▸ WHAT THE EXERCISE ASKS
Update the listing below by changing every "even-odd rule" to "nonzero winding rule", and keep all other text the same.

----- STORED ROWS -----

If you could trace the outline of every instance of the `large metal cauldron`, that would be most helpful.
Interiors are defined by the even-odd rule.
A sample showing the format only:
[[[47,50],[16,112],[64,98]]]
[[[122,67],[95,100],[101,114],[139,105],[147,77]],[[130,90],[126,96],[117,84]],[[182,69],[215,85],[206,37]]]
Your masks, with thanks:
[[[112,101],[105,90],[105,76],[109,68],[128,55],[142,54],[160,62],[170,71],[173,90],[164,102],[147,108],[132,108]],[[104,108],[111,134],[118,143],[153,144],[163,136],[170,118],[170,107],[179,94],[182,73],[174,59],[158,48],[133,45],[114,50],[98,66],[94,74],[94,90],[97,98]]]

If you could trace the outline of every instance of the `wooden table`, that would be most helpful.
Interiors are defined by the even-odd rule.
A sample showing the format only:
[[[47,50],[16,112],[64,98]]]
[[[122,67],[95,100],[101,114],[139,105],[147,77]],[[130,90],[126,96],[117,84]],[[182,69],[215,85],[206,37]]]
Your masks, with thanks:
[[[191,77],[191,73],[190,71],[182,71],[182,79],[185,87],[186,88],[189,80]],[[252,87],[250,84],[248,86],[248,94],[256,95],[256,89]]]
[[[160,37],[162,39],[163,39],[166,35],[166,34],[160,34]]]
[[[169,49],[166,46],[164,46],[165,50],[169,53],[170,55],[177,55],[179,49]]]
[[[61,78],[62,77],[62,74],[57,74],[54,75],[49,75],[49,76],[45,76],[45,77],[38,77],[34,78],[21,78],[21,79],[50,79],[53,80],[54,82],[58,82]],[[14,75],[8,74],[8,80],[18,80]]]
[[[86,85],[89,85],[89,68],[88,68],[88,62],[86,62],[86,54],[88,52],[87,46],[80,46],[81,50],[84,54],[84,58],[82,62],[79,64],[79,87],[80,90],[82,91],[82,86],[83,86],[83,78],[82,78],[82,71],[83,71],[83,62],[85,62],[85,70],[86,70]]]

-----

▸ TASK SOLUTION
If you could trace the outline of every instance of the `large metal cauldron`, that would be most helpful.
Interiors are defined by the nonzero winding rule.
A sample showing the format only:
[[[47,50],[16,112],[64,98]]]
[[[122,67],[95,100],[101,114],[139,105],[147,77]],[[130,90],[126,96],[117,84]],[[182,69],[215,85],[206,37]]]
Your masks, with thanks:
[[[112,101],[105,90],[105,76],[109,68],[128,55],[142,54],[160,62],[170,71],[173,90],[164,102],[147,108],[132,108]],[[104,108],[111,134],[118,143],[153,144],[163,136],[170,118],[170,107],[179,94],[182,73],[174,59],[158,48],[133,45],[114,50],[98,66],[94,74],[94,90],[97,98]]]

If you could trace the outline of every instance of the `wooden table`, that would be most helpful.
Interiors are defined by the nonzero winding rule.
A sample showing the format only:
[[[47,50],[16,112],[64,98]]]
[[[122,67],[95,100],[101,114],[139,105],[147,77]],[[130,90],[126,96],[117,84]],[[182,69],[215,85],[206,37]]]
Your masks, with thanks:
[[[191,77],[191,73],[190,71],[182,71],[182,79],[185,87],[186,88],[189,80]],[[252,87],[250,84],[248,86],[248,94],[256,95],[256,89]]]
[[[160,37],[162,39],[163,39],[166,35],[166,34],[160,34]]]
[[[169,49],[166,46],[164,46],[165,50],[169,53],[170,55],[177,55],[179,49]]]
[[[61,78],[62,77],[62,74],[57,74],[54,75],[49,75],[49,76],[45,76],[45,77],[38,77],[34,78],[21,78],[21,79],[50,79],[53,80],[54,82],[58,82]],[[14,75],[8,74],[8,80],[18,80]]]
[[[86,85],[89,85],[89,68],[88,68],[88,62],[86,62],[86,54],[88,52],[87,46],[80,46],[81,50],[84,54],[84,58],[82,62],[79,64],[79,87],[80,90],[82,91],[82,86],[83,86],[83,78],[82,78],[82,71],[83,71],[83,62],[85,62],[85,70],[86,70]]]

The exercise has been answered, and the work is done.